◆ **Passage given**:
****************************************

That’s very different from how I approach plays, television, theater or
literature--I wouldn’t dream of critically assessing a piece of work
from those media without having completed it. Why doesn’t that stop me
from doing the same with videogames?
The explanation--or is it an
excuse?--that I offer is that I don’t review games. We’ll get into this
more in the Reviews vs. Criticism section of our symposium, but the way
I see it, a reviewer answers the question, how well does this game
work, but a critic answers the question, how does this game work? A
reviewer helps consumers decide whether or not they should buy a game;
a critic helps players think about a game that they’ve played--in its
entirety or in part--and that is the end of the spectrum where I
believe my writing lies. (That’s also why, on a game by game basis, I
don’t think I need to have completed a game to have some insights about
it--but I do think that if I were advising someone on how to spend their
money, I’d feel obligated to play most or all of the game.) Scores can
serve as a valid form of shorthand for the work of the reviewer, but
I’m not convinced that scores have much to offer the work of the critic.

****************************************

Dataset entries:
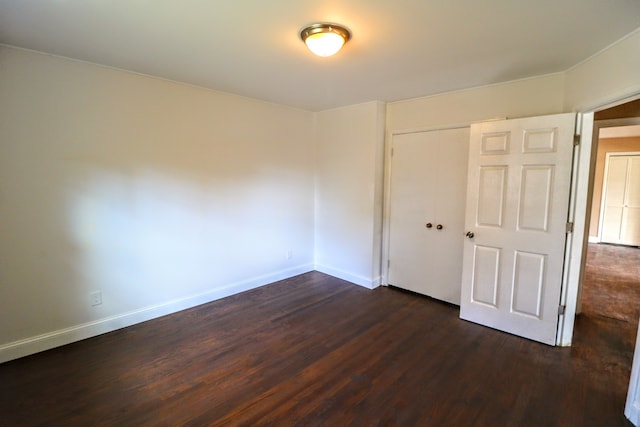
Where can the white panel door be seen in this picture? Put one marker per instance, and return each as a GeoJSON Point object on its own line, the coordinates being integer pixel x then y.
{"type": "Point", "coordinates": [426, 224]}
{"type": "Point", "coordinates": [517, 205]}
{"type": "Point", "coordinates": [620, 218]}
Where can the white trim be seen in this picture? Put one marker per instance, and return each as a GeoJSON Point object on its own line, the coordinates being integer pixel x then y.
{"type": "Point", "coordinates": [369, 283]}
{"type": "Point", "coordinates": [31, 345]}
{"type": "Point", "coordinates": [577, 242]}
{"type": "Point", "coordinates": [632, 406]}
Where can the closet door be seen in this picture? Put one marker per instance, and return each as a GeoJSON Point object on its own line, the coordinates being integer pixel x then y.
{"type": "Point", "coordinates": [620, 213]}
{"type": "Point", "coordinates": [427, 199]}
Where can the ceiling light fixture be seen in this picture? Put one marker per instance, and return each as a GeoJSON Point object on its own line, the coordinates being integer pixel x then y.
{"type": "Point", "coordinates": [325, 39]}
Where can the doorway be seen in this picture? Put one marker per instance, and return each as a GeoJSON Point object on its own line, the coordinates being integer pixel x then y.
{"type": "Point", "coordinates": [610, 288]}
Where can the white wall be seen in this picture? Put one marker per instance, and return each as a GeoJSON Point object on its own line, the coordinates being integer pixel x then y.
{"type": "Point", "coordinates": [608, 77]}
{"type": "Point", "coordinates": [529, 97]}
{"type": "Point", "coordinates": [348, 213]}
{"type": "Point", "coordinates": [158, 194]}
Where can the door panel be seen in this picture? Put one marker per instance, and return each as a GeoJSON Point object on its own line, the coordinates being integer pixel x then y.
{"type": "Point", "coordinates": [517, 203]}
{"type": "Point", "coordinates": [621, 200]}
{"type": "Point", "coordinates": [428, 185]}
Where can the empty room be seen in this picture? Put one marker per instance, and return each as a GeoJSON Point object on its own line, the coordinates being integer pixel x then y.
{"type": "Point", "coordinates": [208, 216]}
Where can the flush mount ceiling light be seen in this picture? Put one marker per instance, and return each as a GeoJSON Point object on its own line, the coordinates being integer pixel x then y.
{"type": "Point", "coordinates": [325, 39]}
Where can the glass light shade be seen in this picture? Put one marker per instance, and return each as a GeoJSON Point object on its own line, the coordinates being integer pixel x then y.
{"type": "Point", "coordinates": [325, 39]}
{"type": "Point", "coordinates": [324, 44]}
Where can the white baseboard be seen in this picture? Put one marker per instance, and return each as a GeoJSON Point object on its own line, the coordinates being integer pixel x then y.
{"type": "Point", "coordinates": [25, 347]}
{"type": "Point", "coordinates": [369, 283]}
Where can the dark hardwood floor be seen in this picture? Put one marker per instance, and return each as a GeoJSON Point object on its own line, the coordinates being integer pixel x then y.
{"type": "Point", "coordinates": [317, 351]}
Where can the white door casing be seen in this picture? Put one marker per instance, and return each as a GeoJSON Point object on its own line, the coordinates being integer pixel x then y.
{"type": "Point", "coordinates": [620, 211]}
{"type": "Point", "coordinates": [428, 184]}
{"type": "Point", "coordinates": [517, 206]}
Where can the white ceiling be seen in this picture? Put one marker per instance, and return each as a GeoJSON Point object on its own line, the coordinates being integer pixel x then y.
{"type": "Point", "coordinates": [400, 48]}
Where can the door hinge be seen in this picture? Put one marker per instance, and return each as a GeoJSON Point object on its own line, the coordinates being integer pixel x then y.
{"type": "Point", "coordinates": [569, 227]}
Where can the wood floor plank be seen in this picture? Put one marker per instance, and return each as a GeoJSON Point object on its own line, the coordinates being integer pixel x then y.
{"type": "Point", "coordinates": [314, 350]}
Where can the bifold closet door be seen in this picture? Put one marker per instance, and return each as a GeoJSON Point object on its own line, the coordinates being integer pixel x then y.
{"type": "Point", "coordinates": [427, 202]}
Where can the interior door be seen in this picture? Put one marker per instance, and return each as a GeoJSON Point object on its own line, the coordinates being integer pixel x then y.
{"type": "Point", "coordinates": [517, 206]}
{"type": "Point", "coordinates": [427, 199]}
{"type": "Point", "coordinates": [620, 221]}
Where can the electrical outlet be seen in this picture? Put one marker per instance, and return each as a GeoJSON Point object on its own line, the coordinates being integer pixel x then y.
{"type": "Point", "coordinates": [96, 298]}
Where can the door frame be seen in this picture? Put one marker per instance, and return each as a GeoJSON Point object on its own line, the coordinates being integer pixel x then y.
{"type": "Point", "coordinates": [604, 184]}
{"type": "Point", "coordinates": [386, 202]}
{"type": "Point", "coordinates": [588, 131]}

****************************************

◆ **Written task 1**: Output the game criticism passage starting at the words "That’s very different" and ending after "same with videogames?".
◆ **Written task 2**: Pick up the game criticism passage after its final sentence and keep writing it.
The items have nothing to do with the game criticism passage.

◆ **Task response 1**:
That’s very different from how I approach plays, television, theater or
literature--I wouldn’t dream of critically assessing a piece of work
from those media without having completed it. Why doesn’t that stop me
from doing the same with videogames?

◆ **Task response 2**:
***
Kieron
Gillen, Rock, Paper, Shotgun: Leigh, I agree with Shawn. You can
mention the hyped intention and mention whether it measures up—but
that's not what you're rating. Marketing doesn't necessarily understand
their games and what's interesting about it. And occasionally a game is
fascinating despite what their creators were trying—Jim Rossignol
loving the deeply buggy unpatched release of Boiling Point for its
sheer constant surreality comes to mind as an extreme example of that.
N'Gai,
it's far too early for me to do my You Don't Need To Complete A Game To
Review It piece, I suspect. Methodology of reviews is a question all of
itself.
***
Stephen Totilo, MTV News: I wonder why Shawn
dragged me into this. I seldom write reviews. I don't put scores on
games. My main gig's reporting, a.k.a journalism, a.k.a. the thing most
people don't really mean when they want to talk about "games
journalism" because the thing they really mean to muddle over and
improve upon is what we're talking about here: games-reviewing. I'll
give it a go, nonetheless! Scores, who are they for? What do they do?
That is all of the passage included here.